→ Things to do:
a) According to the blog post about the embargoed Nature paper, when does the embargo end?
b) Write the next part of the blog post about the embargoed Nature paper, picking up after its last line.

→ Document section:
People send me stuff. In this case I have received an embargoed paper and press release from Nature from another member of the news media who wanted me to look at it.
The new paper is scheduled to be published in Nature and is embargoed until 10AM PDT Sunday morning, July 20th. That said, Bob Tisdale and I have been examining the paper, which oddly includes co-authors Dr. Stephan Lewandowsky and Dr. Naomi Oreskes and is on the topic of ENSO and “the pause” in global warming. I say oddly because neither Lewandowsky or Oreskes concentrates on physical science, but direct their work towards psychology and science history respectively.
Tisdale found a potentially fatal glaring oversight, which I verified, and as a professional courtesy I have notified two people who are listed as authors on the paper. It has been 24 hours, and I have no response from either. Since it is possible that they have not received these emails, I thought it would be useful to post my emails to them here.
It is also possible they are simply ignoring the email. I just don’t know. As we’ve seen previously in attempts at communication with Dr. Lewandowsky, he often turns valid criticisms into puzzles and taunts, so anything could be happening behind the scenes here if they have read my email. It would seem to me that they’d be monitoring their emails ahead of publication to field questions from the many journalists who have been given this press release, so I find it puzzling there has been no response.
Note: for those that would criticize my action as “breaking the embargo” I have not even named the paper title, its DOI, or used any language from the paper itself. If I were an author, and somebody spotted what could be a fatal blunder that made it past peer review, I’d certainly want to know about it before the paper press release occurs. It is about 24 hours to publication, so they still have time to respond, and hopefully this message on WUWT will make it to them.
Here is what I sent (email addresses have been link disabled to prevent them from being spambot harvested):
===============================================================
From: Anthony
Sent: Friday, July 18, 2014 9:01 AM
To: james.risbey at csiro.au
Subject: Fw: Questions on Risbey et al. (2014)
Hello Dr. Risbey,
At first I had trouble finding your email, which is why I sent it to Ms.Oreskes first. I dare not send it to professor Lewandowsky, since as we have seen by example, all he does is taunt people who have legitimate questions.
Can you answer the question below?

[Saved entries]
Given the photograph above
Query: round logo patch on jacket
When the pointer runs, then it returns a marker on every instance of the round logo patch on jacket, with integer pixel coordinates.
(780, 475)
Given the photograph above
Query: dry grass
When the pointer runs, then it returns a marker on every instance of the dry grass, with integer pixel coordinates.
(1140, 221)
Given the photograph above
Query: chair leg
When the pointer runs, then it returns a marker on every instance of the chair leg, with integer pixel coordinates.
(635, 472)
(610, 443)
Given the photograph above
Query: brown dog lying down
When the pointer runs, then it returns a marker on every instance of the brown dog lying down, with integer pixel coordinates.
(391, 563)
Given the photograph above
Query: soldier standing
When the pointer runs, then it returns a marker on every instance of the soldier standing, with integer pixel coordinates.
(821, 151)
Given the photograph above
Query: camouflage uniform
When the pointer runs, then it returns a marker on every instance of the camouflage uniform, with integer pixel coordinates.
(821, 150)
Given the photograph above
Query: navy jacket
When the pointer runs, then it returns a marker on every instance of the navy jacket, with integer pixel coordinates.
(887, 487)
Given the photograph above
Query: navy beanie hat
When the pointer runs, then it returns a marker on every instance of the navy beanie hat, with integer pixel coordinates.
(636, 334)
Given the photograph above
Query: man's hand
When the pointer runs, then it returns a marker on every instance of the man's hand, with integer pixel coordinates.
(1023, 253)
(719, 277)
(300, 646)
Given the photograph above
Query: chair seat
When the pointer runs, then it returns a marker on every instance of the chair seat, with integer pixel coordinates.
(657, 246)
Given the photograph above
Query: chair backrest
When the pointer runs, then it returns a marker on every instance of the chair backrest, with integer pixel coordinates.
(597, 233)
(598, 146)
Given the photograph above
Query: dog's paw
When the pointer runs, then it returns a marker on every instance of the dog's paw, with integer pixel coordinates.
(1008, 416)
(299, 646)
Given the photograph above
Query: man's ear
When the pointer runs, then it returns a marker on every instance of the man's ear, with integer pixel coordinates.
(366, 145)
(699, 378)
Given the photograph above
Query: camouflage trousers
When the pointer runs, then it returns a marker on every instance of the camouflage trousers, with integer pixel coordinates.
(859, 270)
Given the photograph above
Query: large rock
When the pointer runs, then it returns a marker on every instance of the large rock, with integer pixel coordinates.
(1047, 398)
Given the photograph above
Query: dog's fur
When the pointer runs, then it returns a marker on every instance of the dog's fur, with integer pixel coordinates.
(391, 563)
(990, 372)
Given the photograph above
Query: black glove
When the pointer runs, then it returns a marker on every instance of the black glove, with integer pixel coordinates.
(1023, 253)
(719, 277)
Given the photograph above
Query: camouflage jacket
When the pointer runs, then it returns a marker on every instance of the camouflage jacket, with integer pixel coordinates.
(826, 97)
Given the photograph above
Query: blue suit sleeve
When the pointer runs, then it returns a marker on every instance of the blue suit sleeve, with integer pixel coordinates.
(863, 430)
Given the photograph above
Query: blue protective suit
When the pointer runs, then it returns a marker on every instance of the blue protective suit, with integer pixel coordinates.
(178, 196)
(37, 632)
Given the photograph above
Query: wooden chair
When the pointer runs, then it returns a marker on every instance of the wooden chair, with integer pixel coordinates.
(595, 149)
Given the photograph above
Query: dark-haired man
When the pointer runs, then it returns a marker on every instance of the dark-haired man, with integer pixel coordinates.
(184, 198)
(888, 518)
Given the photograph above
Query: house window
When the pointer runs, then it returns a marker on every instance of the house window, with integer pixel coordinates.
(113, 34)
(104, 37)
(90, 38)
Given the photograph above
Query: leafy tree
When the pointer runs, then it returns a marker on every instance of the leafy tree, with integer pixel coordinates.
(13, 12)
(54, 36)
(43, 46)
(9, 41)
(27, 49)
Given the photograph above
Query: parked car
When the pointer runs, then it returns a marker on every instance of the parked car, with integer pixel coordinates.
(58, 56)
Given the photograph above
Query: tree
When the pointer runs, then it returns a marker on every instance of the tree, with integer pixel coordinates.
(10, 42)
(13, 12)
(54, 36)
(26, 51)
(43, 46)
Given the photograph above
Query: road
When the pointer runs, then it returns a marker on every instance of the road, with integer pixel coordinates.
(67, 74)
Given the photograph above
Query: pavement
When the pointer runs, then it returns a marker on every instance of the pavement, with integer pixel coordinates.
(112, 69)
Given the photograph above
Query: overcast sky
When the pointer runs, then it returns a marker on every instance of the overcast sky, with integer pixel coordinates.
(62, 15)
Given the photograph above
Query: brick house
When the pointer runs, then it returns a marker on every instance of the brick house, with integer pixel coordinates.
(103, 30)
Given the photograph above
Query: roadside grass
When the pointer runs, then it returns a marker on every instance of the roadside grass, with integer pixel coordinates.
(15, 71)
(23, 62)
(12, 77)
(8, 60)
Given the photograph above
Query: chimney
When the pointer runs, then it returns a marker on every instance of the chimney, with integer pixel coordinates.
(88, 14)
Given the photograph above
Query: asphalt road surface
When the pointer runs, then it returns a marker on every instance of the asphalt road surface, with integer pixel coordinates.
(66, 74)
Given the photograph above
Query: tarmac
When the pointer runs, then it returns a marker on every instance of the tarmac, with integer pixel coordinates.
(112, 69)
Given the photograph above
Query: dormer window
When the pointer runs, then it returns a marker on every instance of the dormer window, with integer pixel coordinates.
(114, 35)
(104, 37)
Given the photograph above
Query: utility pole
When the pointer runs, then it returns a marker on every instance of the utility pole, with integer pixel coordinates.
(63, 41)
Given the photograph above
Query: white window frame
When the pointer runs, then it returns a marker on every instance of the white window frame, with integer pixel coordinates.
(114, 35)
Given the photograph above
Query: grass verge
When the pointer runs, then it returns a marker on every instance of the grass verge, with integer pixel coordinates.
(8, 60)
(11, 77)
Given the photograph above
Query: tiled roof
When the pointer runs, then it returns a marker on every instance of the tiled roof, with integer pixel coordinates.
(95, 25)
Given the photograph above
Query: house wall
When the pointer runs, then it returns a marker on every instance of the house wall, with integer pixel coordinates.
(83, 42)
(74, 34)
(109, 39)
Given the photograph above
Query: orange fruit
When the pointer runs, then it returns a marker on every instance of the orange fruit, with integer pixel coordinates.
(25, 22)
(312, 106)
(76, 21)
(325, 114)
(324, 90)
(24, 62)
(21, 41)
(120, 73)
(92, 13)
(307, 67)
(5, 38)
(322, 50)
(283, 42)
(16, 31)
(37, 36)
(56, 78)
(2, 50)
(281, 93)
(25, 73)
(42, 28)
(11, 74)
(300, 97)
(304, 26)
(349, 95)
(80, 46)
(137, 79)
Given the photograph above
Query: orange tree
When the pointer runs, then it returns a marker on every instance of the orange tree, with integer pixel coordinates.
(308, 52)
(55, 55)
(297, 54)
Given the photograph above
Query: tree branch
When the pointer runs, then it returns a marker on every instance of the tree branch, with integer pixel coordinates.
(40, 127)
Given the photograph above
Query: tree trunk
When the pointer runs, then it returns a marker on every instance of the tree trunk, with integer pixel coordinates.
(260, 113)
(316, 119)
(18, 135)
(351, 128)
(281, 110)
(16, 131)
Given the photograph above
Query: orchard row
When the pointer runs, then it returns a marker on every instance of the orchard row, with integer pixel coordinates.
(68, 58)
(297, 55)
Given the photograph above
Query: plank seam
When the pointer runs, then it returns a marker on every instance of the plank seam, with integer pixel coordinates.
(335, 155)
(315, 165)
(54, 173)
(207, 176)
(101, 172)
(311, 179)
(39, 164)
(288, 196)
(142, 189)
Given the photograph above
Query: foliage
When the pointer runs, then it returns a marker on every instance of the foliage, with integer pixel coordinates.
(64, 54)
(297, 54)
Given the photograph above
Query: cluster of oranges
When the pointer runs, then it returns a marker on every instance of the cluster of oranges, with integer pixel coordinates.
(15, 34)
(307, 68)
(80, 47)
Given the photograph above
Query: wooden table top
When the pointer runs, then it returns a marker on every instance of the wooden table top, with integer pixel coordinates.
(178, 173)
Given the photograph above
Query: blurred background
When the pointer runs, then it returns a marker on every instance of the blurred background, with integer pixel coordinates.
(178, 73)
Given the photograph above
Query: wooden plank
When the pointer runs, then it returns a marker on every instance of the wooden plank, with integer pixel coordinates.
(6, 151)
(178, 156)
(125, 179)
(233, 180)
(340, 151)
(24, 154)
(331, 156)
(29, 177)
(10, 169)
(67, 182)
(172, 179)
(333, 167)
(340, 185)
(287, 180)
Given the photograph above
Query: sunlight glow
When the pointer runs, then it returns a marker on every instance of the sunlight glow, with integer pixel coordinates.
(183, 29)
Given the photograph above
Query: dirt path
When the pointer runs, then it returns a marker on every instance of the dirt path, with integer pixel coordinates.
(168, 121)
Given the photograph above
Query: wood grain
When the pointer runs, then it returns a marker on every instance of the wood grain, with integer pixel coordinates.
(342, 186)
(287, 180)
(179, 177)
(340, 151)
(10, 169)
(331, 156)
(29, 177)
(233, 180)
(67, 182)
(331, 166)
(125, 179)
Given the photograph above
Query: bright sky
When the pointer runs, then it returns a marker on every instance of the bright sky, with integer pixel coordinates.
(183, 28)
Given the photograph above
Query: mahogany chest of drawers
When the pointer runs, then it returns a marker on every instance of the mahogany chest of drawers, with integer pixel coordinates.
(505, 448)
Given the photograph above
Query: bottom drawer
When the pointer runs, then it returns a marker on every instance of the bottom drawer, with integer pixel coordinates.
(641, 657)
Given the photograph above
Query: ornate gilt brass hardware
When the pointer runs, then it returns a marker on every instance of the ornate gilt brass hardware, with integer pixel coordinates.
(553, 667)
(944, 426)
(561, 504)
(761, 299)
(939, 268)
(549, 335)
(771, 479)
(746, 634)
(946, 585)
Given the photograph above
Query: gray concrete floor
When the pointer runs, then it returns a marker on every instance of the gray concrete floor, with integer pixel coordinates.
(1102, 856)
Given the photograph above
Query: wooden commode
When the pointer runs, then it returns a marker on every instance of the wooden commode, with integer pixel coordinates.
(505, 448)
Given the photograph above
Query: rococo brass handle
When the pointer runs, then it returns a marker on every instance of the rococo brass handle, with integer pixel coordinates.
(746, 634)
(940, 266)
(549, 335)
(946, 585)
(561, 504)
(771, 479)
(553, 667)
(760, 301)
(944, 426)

→ Expected answers:
a) 10AM PDT on Sunday morning, July 20th.

b)
Thank you for your consideration.
Anthony Watts
—–Original Message—–
From: Anthony
Sent: Friday, July 18, 2014 8:48 AM
To: oreskes at fas.harvard.edu
Subject: Questions on Risbey et al. (2014)
Dear Dr. Oreskes,
As a climate journalist running the most viewed blog on climate, I have been graciously provided an advance copy of the press release and paper Risbey et al. (2014) that is being held under embargo until Sunday, July 20th. I am in the process of helping to co-author a rebuttal to Risbey et al. (2014) I think we’ve spotted a major blunder, but I want to check with a team member first.
One of the key points of Risbey et al. is the claim that the selected 4 “best” climate models could simulate the spatial patterns of the warming and cooling trends in sea surface temperatures during the hiatus period.
But reading and re-reading the paper we cannot determine where it actually identifies the models selected as the “best” 4 and “worst” 4 climate models.
Risbey et al. identifies the 18 originals, but not the other 8 that are “best” or “worst”.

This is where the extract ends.